## Set task
Rewrite everything from the start of the lines down to the line containing "x=339 y=263", that line included, keeping each line whole and adding 49 to every coordinate in the answers. Leave the pictures out.

+--

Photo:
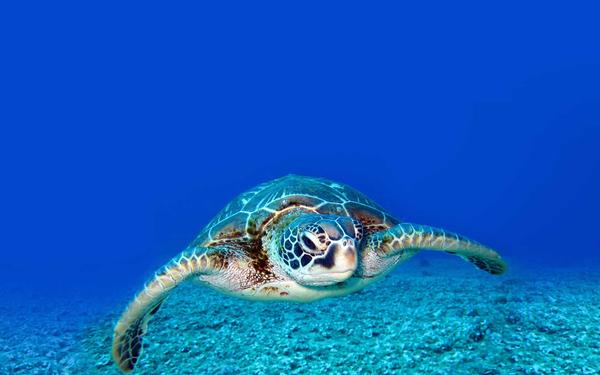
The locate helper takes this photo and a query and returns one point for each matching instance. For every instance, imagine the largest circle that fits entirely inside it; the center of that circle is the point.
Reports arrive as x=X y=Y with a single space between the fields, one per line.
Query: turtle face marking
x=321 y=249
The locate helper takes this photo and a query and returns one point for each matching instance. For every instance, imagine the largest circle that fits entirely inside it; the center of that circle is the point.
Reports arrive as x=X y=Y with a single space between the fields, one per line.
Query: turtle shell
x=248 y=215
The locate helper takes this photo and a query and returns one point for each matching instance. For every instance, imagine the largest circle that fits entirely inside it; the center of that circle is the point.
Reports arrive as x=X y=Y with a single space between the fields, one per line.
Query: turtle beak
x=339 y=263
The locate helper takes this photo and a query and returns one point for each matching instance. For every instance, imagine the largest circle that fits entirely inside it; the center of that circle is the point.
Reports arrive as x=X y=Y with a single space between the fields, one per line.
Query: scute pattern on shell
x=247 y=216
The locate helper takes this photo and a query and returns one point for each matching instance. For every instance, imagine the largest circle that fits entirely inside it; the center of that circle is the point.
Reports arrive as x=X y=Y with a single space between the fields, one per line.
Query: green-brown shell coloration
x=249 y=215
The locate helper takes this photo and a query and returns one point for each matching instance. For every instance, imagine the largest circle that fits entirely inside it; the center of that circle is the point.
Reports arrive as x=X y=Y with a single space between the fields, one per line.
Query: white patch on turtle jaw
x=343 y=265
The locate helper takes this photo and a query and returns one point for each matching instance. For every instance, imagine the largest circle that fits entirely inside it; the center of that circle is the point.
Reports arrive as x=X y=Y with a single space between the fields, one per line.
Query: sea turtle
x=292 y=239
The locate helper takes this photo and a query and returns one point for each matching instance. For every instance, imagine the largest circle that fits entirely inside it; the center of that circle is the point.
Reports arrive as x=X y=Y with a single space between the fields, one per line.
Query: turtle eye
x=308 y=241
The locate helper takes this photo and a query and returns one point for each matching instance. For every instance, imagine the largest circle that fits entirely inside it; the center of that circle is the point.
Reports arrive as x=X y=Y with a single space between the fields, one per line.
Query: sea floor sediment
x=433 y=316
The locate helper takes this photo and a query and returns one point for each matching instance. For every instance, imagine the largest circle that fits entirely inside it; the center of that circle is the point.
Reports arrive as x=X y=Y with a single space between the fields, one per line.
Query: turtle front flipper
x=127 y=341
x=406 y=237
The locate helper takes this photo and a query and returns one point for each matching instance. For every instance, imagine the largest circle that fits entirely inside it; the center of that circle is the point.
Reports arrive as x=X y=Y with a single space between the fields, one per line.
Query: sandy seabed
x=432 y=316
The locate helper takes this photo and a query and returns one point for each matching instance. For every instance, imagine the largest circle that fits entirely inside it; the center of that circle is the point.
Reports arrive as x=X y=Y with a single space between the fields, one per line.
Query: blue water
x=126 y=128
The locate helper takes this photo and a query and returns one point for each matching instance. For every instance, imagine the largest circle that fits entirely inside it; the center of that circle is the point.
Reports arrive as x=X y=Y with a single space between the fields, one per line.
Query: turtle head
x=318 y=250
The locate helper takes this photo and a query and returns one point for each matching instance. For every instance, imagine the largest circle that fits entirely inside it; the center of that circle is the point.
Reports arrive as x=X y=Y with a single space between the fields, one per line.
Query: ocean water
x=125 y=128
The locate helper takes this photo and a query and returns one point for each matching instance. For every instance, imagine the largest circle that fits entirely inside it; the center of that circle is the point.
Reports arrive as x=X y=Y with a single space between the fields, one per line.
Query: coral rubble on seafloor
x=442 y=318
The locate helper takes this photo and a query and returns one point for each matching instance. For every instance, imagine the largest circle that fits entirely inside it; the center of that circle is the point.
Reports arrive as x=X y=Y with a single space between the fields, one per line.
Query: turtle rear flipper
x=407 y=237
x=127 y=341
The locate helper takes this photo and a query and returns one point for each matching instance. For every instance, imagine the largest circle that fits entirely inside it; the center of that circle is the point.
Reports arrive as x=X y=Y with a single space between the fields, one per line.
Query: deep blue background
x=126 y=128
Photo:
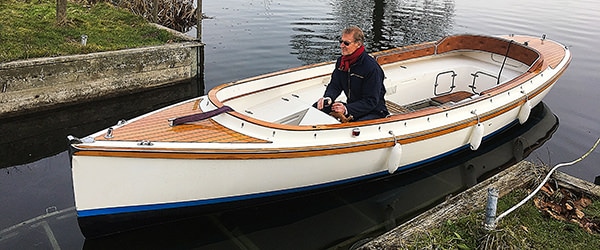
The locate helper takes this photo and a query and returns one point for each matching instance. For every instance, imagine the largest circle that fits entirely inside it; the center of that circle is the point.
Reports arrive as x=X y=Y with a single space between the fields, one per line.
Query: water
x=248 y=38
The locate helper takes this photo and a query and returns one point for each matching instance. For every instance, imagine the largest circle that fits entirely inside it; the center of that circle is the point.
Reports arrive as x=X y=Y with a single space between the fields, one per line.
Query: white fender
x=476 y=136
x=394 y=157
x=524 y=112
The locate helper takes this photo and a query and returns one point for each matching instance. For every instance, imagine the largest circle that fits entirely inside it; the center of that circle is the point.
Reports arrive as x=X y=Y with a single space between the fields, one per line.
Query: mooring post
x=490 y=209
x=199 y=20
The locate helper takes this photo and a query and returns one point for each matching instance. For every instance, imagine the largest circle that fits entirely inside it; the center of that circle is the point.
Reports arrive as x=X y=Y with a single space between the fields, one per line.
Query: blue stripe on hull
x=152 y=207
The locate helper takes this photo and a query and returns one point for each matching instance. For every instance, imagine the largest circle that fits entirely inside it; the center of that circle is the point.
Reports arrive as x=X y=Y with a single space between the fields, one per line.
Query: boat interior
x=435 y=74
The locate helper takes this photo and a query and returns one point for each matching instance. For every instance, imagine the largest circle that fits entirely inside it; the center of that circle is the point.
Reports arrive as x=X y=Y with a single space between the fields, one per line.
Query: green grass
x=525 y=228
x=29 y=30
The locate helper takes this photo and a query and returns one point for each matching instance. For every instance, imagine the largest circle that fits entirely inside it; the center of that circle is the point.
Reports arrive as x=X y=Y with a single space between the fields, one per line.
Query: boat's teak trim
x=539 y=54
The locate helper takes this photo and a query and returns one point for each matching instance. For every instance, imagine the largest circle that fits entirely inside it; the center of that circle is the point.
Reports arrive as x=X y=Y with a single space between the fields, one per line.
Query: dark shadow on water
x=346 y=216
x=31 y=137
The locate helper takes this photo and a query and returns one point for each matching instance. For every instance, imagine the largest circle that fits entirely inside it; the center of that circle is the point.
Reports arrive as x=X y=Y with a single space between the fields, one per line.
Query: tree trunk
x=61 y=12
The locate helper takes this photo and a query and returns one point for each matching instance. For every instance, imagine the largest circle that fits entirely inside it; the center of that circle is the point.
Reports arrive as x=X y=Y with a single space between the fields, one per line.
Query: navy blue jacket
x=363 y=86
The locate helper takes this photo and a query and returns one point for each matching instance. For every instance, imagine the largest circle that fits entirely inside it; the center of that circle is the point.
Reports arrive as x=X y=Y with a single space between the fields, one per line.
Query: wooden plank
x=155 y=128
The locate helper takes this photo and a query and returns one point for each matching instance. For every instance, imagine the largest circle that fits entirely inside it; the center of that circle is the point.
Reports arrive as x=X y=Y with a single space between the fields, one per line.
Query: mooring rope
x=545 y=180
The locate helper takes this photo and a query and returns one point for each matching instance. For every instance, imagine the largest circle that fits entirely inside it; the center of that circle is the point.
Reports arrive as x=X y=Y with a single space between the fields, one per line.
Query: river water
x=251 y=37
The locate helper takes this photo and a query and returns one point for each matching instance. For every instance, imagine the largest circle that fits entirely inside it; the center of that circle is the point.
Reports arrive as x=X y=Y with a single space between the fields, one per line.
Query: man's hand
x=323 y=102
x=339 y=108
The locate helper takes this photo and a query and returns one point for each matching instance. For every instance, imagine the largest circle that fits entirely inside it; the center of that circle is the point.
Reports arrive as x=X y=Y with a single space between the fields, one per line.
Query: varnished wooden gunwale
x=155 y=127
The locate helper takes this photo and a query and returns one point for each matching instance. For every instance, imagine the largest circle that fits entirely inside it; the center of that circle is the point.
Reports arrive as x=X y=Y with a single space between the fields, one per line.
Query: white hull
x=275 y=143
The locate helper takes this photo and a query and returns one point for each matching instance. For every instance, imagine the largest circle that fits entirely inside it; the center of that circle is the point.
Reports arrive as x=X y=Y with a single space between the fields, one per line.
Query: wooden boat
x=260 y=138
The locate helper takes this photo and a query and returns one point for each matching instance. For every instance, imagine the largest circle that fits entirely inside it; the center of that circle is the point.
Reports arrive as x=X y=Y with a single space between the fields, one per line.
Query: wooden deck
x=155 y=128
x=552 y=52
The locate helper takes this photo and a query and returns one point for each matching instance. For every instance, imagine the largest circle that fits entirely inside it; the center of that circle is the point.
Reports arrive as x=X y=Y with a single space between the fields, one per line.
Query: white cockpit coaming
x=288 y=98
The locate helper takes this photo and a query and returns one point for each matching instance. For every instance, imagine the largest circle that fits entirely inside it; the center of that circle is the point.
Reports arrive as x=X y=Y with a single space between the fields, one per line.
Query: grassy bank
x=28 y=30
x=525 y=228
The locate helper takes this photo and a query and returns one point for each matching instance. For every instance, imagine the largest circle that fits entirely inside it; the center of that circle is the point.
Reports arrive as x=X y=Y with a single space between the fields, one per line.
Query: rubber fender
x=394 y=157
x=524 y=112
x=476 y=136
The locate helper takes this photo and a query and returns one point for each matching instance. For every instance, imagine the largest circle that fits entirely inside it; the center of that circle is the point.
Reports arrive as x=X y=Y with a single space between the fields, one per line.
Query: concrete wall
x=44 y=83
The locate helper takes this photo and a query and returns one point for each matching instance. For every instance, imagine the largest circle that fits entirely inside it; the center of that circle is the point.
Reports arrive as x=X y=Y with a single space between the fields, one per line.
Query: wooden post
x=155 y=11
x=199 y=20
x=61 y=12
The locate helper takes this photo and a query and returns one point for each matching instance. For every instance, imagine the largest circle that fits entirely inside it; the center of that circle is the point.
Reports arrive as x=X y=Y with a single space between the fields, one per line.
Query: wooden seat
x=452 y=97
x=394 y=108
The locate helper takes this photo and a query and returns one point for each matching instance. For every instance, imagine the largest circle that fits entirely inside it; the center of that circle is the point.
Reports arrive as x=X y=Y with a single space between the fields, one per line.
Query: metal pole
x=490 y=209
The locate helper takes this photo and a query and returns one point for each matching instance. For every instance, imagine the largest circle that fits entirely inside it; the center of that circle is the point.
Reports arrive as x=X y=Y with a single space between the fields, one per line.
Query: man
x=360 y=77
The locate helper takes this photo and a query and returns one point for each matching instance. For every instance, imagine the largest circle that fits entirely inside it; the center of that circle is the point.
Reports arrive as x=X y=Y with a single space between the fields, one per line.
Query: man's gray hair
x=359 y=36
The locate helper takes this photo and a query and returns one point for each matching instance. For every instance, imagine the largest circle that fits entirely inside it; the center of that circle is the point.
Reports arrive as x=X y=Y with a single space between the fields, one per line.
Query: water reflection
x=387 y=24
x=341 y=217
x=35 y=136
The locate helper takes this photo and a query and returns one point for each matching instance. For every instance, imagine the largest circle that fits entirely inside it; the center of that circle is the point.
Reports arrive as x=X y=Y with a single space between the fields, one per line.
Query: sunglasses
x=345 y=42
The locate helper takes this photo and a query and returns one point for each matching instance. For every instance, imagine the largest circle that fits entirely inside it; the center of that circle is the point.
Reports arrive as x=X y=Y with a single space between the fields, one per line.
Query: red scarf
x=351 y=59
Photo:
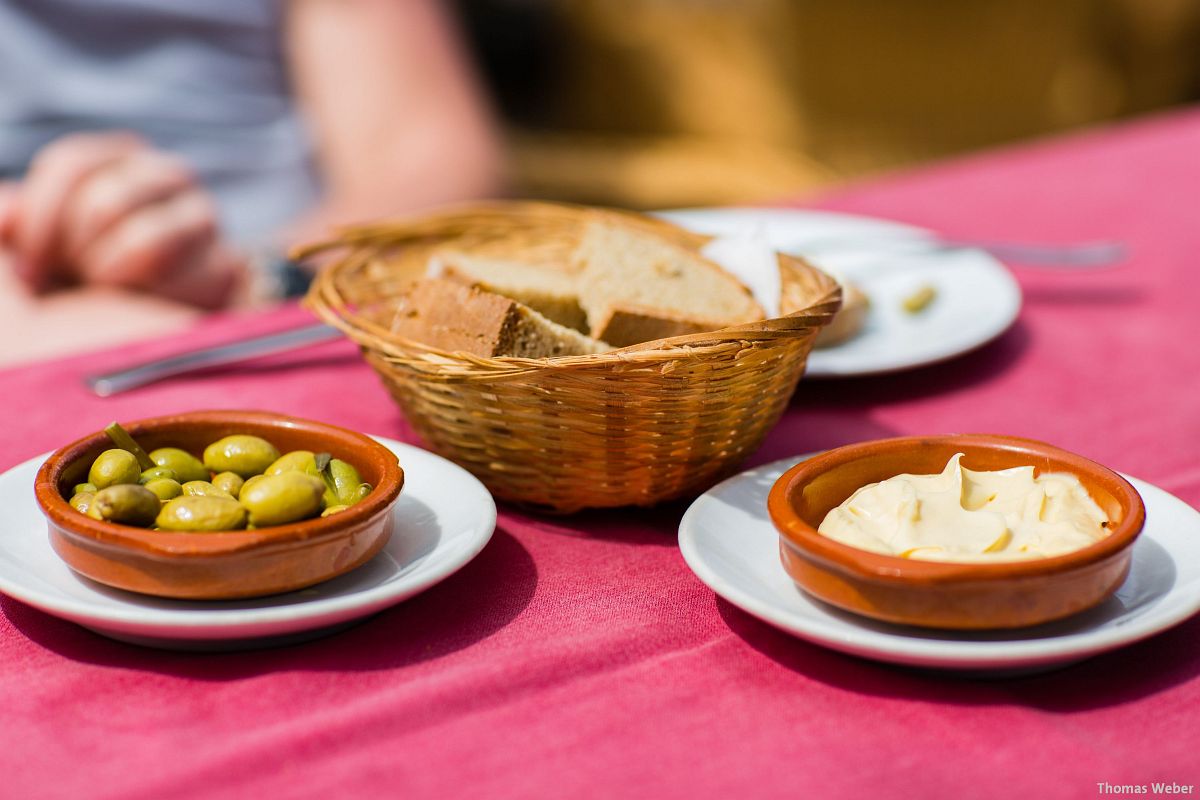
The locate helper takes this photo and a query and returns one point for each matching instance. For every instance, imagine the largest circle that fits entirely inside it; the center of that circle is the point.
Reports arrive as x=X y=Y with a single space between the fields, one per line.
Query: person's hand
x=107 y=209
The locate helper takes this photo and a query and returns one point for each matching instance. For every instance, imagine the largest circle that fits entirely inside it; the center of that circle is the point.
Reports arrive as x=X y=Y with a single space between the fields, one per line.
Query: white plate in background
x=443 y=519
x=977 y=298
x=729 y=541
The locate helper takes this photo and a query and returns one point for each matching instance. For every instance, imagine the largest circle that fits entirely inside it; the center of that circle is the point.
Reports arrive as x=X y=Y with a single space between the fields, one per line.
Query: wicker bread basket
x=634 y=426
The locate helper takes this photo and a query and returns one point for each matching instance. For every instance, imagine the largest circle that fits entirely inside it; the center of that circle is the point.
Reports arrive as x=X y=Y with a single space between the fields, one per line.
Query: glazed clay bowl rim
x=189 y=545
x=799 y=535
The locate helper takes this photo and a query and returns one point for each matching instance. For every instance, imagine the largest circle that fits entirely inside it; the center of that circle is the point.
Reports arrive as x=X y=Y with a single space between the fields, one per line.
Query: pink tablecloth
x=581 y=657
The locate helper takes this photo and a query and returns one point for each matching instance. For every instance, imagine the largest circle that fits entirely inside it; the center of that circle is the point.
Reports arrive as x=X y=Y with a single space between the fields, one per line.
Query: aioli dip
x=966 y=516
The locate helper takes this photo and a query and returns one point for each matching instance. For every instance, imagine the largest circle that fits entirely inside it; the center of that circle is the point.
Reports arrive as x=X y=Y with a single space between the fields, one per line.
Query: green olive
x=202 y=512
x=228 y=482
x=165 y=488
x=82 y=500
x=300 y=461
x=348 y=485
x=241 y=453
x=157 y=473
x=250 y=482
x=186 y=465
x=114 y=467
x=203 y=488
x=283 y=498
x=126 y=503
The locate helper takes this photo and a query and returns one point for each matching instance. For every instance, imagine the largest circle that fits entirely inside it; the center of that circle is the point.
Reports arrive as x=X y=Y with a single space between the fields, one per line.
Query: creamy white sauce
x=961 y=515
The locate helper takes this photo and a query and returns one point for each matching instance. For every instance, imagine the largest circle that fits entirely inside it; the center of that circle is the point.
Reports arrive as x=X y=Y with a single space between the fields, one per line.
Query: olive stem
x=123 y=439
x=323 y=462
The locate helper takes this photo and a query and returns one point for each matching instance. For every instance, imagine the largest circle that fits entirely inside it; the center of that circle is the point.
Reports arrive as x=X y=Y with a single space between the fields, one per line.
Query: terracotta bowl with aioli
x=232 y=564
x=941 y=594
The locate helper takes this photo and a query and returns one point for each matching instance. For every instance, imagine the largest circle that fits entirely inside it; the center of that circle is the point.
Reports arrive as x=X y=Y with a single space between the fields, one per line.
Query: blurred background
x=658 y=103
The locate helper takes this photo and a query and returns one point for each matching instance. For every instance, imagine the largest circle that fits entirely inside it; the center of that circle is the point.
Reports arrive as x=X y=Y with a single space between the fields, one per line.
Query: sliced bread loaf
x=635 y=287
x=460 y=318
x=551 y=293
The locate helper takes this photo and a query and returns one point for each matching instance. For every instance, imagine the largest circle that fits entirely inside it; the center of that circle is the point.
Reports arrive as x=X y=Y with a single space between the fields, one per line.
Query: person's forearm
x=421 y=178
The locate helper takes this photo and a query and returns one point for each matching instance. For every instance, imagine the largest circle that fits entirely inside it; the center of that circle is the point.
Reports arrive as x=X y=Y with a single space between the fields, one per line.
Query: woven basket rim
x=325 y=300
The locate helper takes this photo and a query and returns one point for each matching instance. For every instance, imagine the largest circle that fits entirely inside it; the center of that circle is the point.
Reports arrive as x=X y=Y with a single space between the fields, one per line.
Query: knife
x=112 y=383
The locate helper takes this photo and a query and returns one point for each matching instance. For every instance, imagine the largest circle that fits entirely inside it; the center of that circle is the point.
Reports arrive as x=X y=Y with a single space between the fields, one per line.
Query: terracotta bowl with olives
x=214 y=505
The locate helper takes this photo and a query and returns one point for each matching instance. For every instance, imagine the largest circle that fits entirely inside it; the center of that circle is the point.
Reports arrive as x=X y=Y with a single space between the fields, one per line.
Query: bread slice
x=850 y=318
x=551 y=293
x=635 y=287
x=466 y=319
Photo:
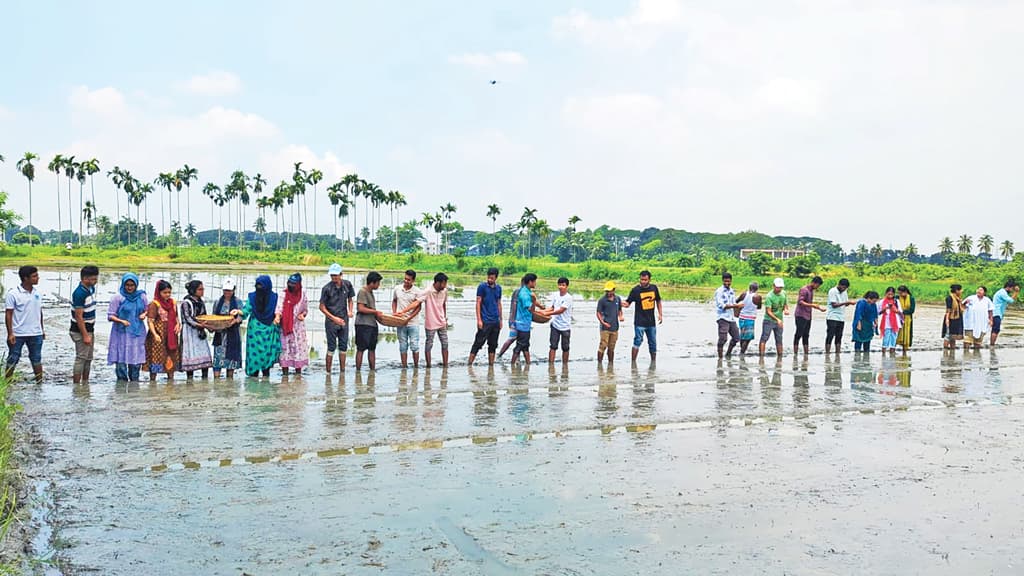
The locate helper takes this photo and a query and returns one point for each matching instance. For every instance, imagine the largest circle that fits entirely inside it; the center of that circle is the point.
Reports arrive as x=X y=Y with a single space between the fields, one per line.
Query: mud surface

+--

## Full output
Photo:
The locate helper takes this photo and a query and returns one point for each matching instance. For every instance, imagine the largest circle that fits entirely inside it; the center of that circle is the point.
Reports arrive as x=X y=Y with a single space between the fields, one per line.
Query: turtle face marking
x=370 y=298
The locate helper takes this photo and a query and returns one point for each matching instance. For every instance, imagine the largest circle that fits entirely inside it; the center of that circle is the point.
Reports arrive as x=X y=Y with a single space between the fields, one per line.
Query: turtle shell
x=297 y=264
The locate helper takes this photo and a query and returns one point for each matching instance. For every instance, imagine the largest circle that fits entirely inside it; the center of that circle is the point.
Reports arrive as x=X y=Y with a single space between the fields, one per line.
Query: turtle beak
x=388 y=312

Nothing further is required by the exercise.